== What to do ==
Copy the records below word for word, everything from the line containing "Task: one point marks each instance of the smoke" down to the line containing "x=611, y=111", both included, and nothing else.

== Data rows ==
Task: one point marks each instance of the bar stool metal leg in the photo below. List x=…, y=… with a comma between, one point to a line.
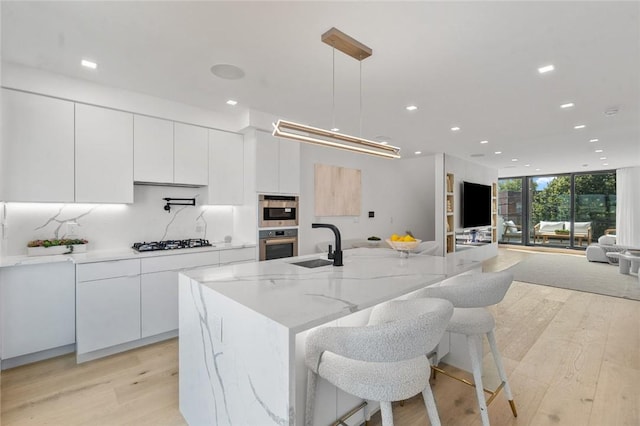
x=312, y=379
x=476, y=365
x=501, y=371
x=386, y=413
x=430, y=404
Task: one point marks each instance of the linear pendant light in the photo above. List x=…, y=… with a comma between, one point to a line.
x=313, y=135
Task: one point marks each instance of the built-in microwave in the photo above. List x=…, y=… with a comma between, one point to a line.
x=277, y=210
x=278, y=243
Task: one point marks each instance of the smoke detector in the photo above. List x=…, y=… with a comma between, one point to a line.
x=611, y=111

* * *

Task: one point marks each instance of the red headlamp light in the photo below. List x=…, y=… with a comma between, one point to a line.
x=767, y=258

== Exercise solution ==
Task: one point marks each instance of the smoke detector in the photo above. List x=…, y=… with a comma between, one point to a line.
x=611, y=111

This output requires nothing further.